## [SET EXERCISE]
Copy the records word for word, from the line that contains "Return the polygon of every instance of the snow-covered" through the end of the records, including both of those lines.

=== DATA LINES ===

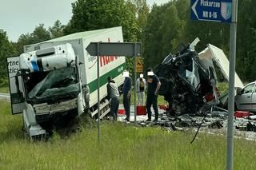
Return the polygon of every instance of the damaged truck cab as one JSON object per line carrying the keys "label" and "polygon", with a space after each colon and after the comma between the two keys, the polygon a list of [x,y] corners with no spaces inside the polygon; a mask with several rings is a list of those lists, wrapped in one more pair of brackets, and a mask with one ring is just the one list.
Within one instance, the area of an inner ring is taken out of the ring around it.
{"label": "damaged truck cab", "polygon": [[[22,113],[25,131],[47,135],[53,126],[65,127],[83,113],[98,113],[97,57],[86,50],[92,42],[123,42],[122,27],[82,32],[24,47],[19,57],[8,57],[12,113]],[[106,77],[118,87],[126,61],[100,57],[100,117],[110,113]]]}
{"label": "damaged truck cab", "polygon": [[23,125],[30,136],[45,134],[50,122],[74,118],[89,107],[89,89],[82,87],[70,44],[22,53],[19,67],[22,83],[16,85],[24,90]]}
{"label": "damaged truck cab", "polygon": [[205,103],[218,103],[217,76],[211,58],[200,57],[194,50],[199,42],[180,45],[178,53],[169,54],[157,68],[164,86],[159,94],[178,115],[200,113]]}

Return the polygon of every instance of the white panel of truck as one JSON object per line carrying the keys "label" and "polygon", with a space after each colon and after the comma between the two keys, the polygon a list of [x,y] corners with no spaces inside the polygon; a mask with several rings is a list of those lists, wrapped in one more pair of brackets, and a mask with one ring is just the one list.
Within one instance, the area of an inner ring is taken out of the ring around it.
{"label": "white panel of truck", "polygon": [[[8,57],[7,65],[12,114],[22,113],[25,109],[25,97],[22,80],[21,76],[18,76],[19,57]],[[19,84],[15,78],[18,79]]]}
{"label": "white panel of truck", "polygon": [[[221,72],[225,77],[225,78],[226,80],[229,80],[230,62],[222,49],[211,44],[209,44],[208,47],[199,53],[199,57],[213,58],[214,61],[216,62],[217,65],[220,68]],[[242,89],[244,87],[237,73],[235,73],[234,75],[234,86]]]}
{"label": "white panel of truck", "polygon": [[[123,42],[122,31],[121,27],[110,30],[104,34],[98,34],[91,38],[83,39],[83,46],[86,48],[90,42]],[[90,56],[88,52],[85,50],[85,56],[87,61],[86,61],[86,84],[90,88],[90,105],[94,105],[97,103],[98,94],[98,80],[97,80],[97,57]],[[101,56],[99,58],[100,65],[100,98],[106,96],[106,77],[111,76],[116,81],[118,85],[123,83],[124,78],[122,72],[126,65],[124,57],[119,56]]]}
{"label": "white panel of truck", "polygon": [[[47,42],[24,46],[24,51],[34,51],[40,46],[41,49],[70,43],[78,57],[79,71],[82,84],[88,85],[90,88],[90,106],[98,102],[97,81],[97,57],[90,56],[86,48],[90,42],[123,42],[121,26],[102,29],[98,30],[75,33]],[[102,56],[100,57],[100,98],[106,96],[106,77],[111,76],[118,85],[121,85],[124,78],[122,72],[126,67],[126,59],[118,56]]]}

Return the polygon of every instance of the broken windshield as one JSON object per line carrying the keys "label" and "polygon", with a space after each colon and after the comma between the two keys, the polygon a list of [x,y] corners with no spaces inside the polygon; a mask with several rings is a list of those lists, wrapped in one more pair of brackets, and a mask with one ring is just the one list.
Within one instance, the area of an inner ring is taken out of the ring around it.
{"label": "broken windshield", "polygon": [[79,93],[79,85],[76,81],[74,67],[62,68],[50,72],[28,93],[33,103],[40,103],[60,98],[76,97]]}

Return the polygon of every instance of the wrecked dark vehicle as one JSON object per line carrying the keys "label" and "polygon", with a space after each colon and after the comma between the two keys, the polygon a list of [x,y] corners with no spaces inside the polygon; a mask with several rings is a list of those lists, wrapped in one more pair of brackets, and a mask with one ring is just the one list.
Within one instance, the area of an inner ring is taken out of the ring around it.
{"label": "wrecked dark vehicle", "polygon": [[164,85],[159,95],[164,96],[170,111],[178,115],[200,113],[205,104],[218,103],[213,61],[199,57],[194,50],[198,42],[181,44],[175,54],[170,53],[157,67],[156,74]]}

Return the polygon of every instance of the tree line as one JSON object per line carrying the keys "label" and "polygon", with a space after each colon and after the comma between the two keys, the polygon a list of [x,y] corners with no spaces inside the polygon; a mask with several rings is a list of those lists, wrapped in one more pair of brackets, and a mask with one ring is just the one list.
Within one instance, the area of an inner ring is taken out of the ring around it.
{"label": "tree line", "polygon": [[[6,57],[22,53],[25,45],[38,43],[70,34],[97,29],[122,26],[125,42],[142,42],[144,67],[155,67],[178,44],[201,42],[198,52],[208,43],[222,49],[229,56],[230,26],[225,23],[190,20],[190,1],[173,0],[151,9],[146,0],[77,0],[71,4],[73,15],[66,26],[58,20],[46,29],[43,24],[30,34],[22,34],[17,42],[8,40],[0,30],[0,85],[6,85]],[[243,81],[254,81],[256,64],[256,1],[238,1],[236,70]],[[133,59],[127,59],[132,70]]]}

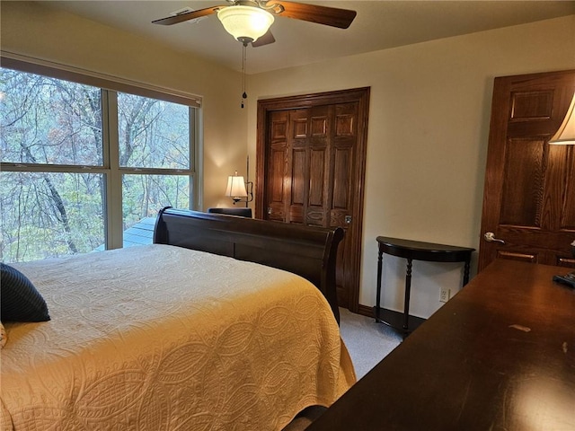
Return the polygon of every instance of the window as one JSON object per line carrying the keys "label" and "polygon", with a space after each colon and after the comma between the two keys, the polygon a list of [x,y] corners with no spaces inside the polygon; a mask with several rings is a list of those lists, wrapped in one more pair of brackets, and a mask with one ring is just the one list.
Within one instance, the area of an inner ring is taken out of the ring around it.
{"label": "window", "polygon": [[3,261],[151,243],[160,208],[198,201],[191,106],[0,74]]}

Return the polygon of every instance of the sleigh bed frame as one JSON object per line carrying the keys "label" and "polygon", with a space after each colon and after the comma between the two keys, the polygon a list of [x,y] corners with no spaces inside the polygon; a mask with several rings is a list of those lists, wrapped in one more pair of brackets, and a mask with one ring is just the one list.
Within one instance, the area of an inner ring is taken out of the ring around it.
{"label": "sleigh bed frame", "polygon": [[169,244],[248,260],[297,274],[325,296],[340,322],[335,286],[340,227],[324,229],[235,216],[160,210],[154,243]]}

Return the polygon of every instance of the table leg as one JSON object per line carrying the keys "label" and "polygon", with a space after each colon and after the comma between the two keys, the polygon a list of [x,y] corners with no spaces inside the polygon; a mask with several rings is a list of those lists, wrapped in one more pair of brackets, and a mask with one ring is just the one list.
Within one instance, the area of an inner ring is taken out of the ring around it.
{"label": "table leg", "polygon": [[[470,253],[471,254],[471,253]],[[469,264],[471,261],[471,258],[465,259],[465,264],[464,267],[464,286],[469,283]]]}
{"label": "table leg", "polygon": [[381,249],[377,254],[377,293],[376,298],[376,321],[379,321],[379,306],[381,303],[381,272],[382,272],[382,252]]}
{"label": "table leg", "polygon": [[410,295],[411,294],[411,259],[407,259],[405,271],[405,298],[403,302],[403,330],[409,330],[410,321]]}

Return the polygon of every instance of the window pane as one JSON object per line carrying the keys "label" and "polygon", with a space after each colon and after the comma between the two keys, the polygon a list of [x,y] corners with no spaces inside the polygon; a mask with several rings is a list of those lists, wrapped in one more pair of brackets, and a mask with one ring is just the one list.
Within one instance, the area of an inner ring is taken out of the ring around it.
{"label": "window pane", "polygon": [[118,93],[119,165],[189,169],[190,108]]}
{"label": "window pane", "polygon": [[187,175],[123,175],[124,247],[151,244],[158,211],[189,208],[190,188]]}
{"label": "window pane", "polygon": [[2,260],[88,252],[104,243],[104,178],[92,173],[0,173]]}
{"label": "window pane", "polygon": [[102,166],[100,89],[11,69],[0,74],[2,162]]}

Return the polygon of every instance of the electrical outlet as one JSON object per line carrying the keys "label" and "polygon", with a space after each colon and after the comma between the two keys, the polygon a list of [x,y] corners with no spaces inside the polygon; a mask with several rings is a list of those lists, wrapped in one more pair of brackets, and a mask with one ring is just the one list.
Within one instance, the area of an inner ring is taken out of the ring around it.
{"label": "electrical outlet", "polygon": [[449,301],[449,298],[451,298],[451,289],[441,287],[441,290],[439,291],[439,302],[447,303]]}

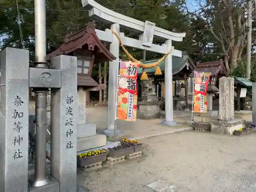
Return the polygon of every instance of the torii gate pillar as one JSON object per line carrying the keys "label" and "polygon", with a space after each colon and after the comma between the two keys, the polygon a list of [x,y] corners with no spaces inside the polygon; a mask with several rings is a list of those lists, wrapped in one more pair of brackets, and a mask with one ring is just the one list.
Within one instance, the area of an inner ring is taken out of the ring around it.
{"label": "torii gate pillar", "polygon": [[[111,25],[113,29],[119,34],[120,25],[118,24]],[[115,121],[116,113],[116,95],[117,94],[117,77],[119,73],[119,42],[114,38],[110,46],[110,51],[116,57],[116,59],[110,62],[109,75],[109,95],[108,102],[108,127],[104,130],[103,134],[107,136],[118,134],[119,130],[115,131]]]}
{"label": "torii gate pillar", "polygon": [[[95,19],[103,23],[112,24],[111,29],[119,35],[124,46],[162,54],[167,53],[172,47],[171,53],[165,58],[164,61],[166,75],[165,75],[165,120],[163,123],[168,125],[176,125],[177,123],[174,121],[173,118],[172,62],[173,55],[181,57],[182,52],[174,49],[174,47],[172,46],[172,40],[182,41],[186,33],[172,32],[156,27],[155,24],[151,22],[147,21],[143,22],[133,19],[107,9],[94,0],[81,0],[81,2],[83,7],[89,9],[89,16],[93,16]],[[141,38],[138,40],[125,37],[124,33],[120,33],[120,27],[137,33]],[[111,43],[110,51],[117,58],[115,60],[110,62],[108,127],[104,131],[105,135],[112,136],[115,132],[119,43],[109,29],[106,29],[105,31],[96,30],[96,32],[100,40]],[[153,44],[154,37],[164,40],[165,44],[161,46]],[[118,134],[118,130],[116,130],[115,133]]]}

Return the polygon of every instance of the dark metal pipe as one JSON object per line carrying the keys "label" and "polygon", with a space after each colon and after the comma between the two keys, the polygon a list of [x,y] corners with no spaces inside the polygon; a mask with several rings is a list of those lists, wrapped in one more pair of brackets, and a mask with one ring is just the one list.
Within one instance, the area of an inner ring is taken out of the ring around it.
{"label": "dark metal pipe", "polygon": [[34,187],[46,185],[46,116],[47,90],[36,90],[35,101],[35,179]]}

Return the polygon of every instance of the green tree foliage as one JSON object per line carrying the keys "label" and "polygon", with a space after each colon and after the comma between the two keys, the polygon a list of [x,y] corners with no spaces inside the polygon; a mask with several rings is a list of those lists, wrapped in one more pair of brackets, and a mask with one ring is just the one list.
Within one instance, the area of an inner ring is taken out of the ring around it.
{"label": "green tree foliage", "polygon": [[[244,58],[246,53],[247,2],[243,0],[197,2],[201,9],[192,15],[200,26],[200,33],[203,33],[204,37],[208,38],[207,47],[210,45],[210,50],[208,51],[214,54],[220,53],[226,69],[231,72]],[[253,37],[255,32],[253,30]],[[220,56],[218,54],[216,55]]]}
{"label": "green tree foliage", "polygon": [[[245,78],[247,64],[246,60],[243,60],[239,62],[238,66],[234,68],[232,76]],[[252,82],[256,82],[256,59],[252,59],[251,64],[250,80]]]}

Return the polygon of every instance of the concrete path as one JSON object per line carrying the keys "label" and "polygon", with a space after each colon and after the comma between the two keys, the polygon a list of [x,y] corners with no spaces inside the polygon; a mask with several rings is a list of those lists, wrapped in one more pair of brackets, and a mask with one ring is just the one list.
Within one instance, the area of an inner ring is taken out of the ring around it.
{"label": "concrete path", "polygon": [[[107,126],[107,113],[108,111],[105,107],[87,107],[87,121],[95,123],[97,132],[101,133]],[[180,123],[184,123],[186,121],[188,121],[190,123],[190,113],[177,112],[175,113],[175,120]],[[127,138],[140,139],[191,129],[188,124],[173,127],[163,126],[161,124],[162,121],[163,119],[160,119],[152,120],[137,119],[135,122],[117,120],[117,126],[121,131],[122,136]]]}
{"label": "concrete path", "polygon": [[78,181],[88,192],[153,192],[146,185],[157,180],[178,192],[256,191],[255,140],[195,131],[143,139],[142,158],[80,172]]}

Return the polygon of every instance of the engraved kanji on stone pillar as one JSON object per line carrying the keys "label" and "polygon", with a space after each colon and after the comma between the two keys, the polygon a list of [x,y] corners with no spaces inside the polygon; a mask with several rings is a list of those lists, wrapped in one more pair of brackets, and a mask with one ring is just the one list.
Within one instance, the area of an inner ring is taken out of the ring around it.
{"label": "engraved kanji on stone pillar", "polygon": [[59,192],[76,192],[77,57],[60,55],[51,61],[61,72],[61,88],[51,89],[51,173]]}
{"label": "engraved kanji on stone pillar", "polygon": [[219,80],[219,119],[234,119],[234,79],[223,77]]}
{"label": "engraved kanji on stone pillar", "polygon": [[29,51],[1,53],[0,191],[28,191]]}

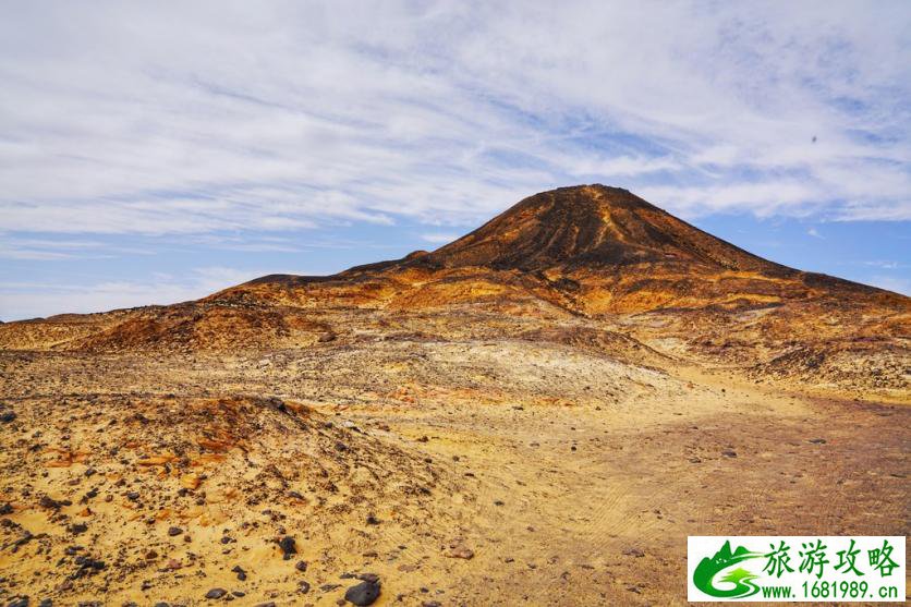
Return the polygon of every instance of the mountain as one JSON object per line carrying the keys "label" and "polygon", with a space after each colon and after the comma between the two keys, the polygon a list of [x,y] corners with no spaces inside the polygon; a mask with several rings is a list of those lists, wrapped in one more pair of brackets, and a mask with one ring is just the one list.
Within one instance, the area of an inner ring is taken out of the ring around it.
{"label": "mountain", "polygon": [[891,353],[907,349],[909,302],[763,259],[627,190],[580,185],[530,196],[434,252],[333,276],[266,276],[197,302],[12,323],[0,345],[311,348],[390,325],[493,338],[521,326],[557,339],[555,323],[588,319],[584,336],[559,339],[640,362],[655,354],[836,384],[878,369],[870,377],[904,385]]}
{"label": "mountain", "polygon": [[908,535],[909,327],[600,185],[335,276],[7,323],[0,596],[681,604],[683,539],[731,521]]}
{"label": "mountain", "polygon": [[536,194],[434,251],[332,277],[270,276],[209,301],[422,308],[547,303],[573,314],[907,298],[763,259],[604,185]]}

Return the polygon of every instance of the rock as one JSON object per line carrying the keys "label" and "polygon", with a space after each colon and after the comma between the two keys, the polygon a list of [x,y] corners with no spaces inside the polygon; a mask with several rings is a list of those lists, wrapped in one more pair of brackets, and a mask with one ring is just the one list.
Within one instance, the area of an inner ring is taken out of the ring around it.
{"label": "rock", "polygon": [[95,575],[107,567],[105,561],[94,559],[86,555],[77,556],[74,561],[78,566],[78,569],[71,575],[73,580],[78,580],[86,575]]}
{"label": "rock", "polygon": [[352,605],[373,605],[379,598],[379,582],[361,582],[344,593],[344,599]]}
{"label": "rock", "polygon": [[379,575],[376,573],[360,573],[357,579],[364,582],[379,582]]}
{"label": "rock", "polygon": [[184,474],[180,478],[181,486],[185,489],[191,489],[191,490],[196,489],[199,486],[199,483],[202,483],[202,482],[203,482],[203,479],[199,478],[198,474],[192,474],[192,473],[191,474]]}
{"label": "rock", "polygon": [[449,543],[449,549],[444,553],[444,556],[451,559],[472,559],[474,551],[465,546],[462,539],[453,539]]}
{"label": "rock", "polygon": [[294,542],[294,538],[290,535],[286,535],[281,539],[278,541],[278,546],[281,548],[281,551],[284,554],[284,560],[291,560],[291,555],[297,554],[297,545]]}

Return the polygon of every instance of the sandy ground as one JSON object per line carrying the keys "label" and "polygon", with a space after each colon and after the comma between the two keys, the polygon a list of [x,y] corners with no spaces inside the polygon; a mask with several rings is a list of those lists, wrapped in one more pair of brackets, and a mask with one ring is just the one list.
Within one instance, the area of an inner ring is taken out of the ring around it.
{"label": "sandy ground", "polygon": [[3,602],[333,605],[367,573],[376,605],[682,605],[687,535],[911,520],[906,405],[731,371],[471,339],[0,364]]}

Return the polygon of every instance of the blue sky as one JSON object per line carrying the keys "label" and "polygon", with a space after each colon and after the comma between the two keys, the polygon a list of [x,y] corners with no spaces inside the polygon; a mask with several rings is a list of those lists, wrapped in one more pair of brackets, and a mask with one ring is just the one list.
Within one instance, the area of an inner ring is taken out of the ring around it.
{"label": "blue sky", "polygon": [[911,3],[0,0],[0,319],[434,248],[599,182],[911,293]]}

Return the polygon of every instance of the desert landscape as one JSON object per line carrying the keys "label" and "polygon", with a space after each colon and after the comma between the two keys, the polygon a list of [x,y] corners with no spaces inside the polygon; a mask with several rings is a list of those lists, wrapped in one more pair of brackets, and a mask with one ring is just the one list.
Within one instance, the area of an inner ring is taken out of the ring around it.
{"label": "desert landscape", "polygon": [[683,605],[688,535],[909,534],[910,340],[604,185],[0,324],[0,602]]}

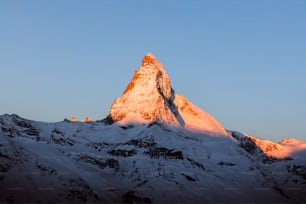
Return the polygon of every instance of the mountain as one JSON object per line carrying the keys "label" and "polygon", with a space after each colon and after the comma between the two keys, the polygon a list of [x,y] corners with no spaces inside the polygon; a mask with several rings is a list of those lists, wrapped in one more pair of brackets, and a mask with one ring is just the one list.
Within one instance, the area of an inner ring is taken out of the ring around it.
{"label": "mountain", "polygon": [[101,121],[0,116],[0,202],[303,203],[306,142],[226,130],[147,54]]}
{"label": "mountain", "polygon": [[112,104],[109,118],[120,123],[159,121],[191,131],[226,135],[216,119],[175,93],[164,66],[150,53],[123,95]]}

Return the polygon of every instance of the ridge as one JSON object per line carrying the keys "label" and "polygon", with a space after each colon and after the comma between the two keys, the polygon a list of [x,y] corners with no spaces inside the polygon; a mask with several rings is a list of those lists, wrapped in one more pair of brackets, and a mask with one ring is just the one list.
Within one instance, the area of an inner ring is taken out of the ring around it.
{"label": "ridge", "polygon": [[210,114],[176,94],[166,69],[152,53],[143,57],[122,96],[112,103],[107,118],[118,123],[159,121],[188,130],[227,135]]}

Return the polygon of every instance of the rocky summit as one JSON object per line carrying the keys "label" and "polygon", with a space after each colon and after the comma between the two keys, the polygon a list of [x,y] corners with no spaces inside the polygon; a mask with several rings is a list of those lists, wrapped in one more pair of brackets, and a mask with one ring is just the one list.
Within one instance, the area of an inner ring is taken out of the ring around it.
{"label": "rocky summit", "polygon": [[147,54],[103,120],[1,115],[0,192],[1,203],[303,203],[306,142],[226,130]]}

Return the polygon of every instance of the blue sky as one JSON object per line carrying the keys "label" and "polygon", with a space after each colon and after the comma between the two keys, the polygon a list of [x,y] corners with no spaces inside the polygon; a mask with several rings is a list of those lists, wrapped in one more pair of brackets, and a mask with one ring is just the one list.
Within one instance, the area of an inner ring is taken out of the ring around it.
{"label": "blue sky", "polygon": [[0,114],[104,118],[147,52],[226,128],[306,139],[306,1],[1,1]]}

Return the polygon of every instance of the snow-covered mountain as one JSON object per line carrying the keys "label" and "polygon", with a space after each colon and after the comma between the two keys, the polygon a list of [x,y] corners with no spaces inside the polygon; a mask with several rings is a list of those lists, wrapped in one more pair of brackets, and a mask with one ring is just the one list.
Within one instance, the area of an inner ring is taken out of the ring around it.
{"label": "snow-covered mountain", "polygon": [[0,116],[0,202],[303,203],[306,142],[225,130],[152,54],[96,122]]}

===

## [RESULT OF THE TASK]
Return the polygon of every instance of the snow-covered mountain as one JSON object per line carrying the keys "label" and "polygon", with a space after each colon and after the comma between the two keys, the polygon a list of [x,y] corners with no spaces inside the polygon; a mask with several rings is a list of those lists, wrapped in one more pair of brackets, and a mask with one ring is just the one list.
Within one instance, the area of an inner ring is taken out of the ring around it.
{"label": "snow-covered mountain", "polygon": [[0,116],[0,202],[303,203],[306,142],[225,130],[152,54],[96,122]]}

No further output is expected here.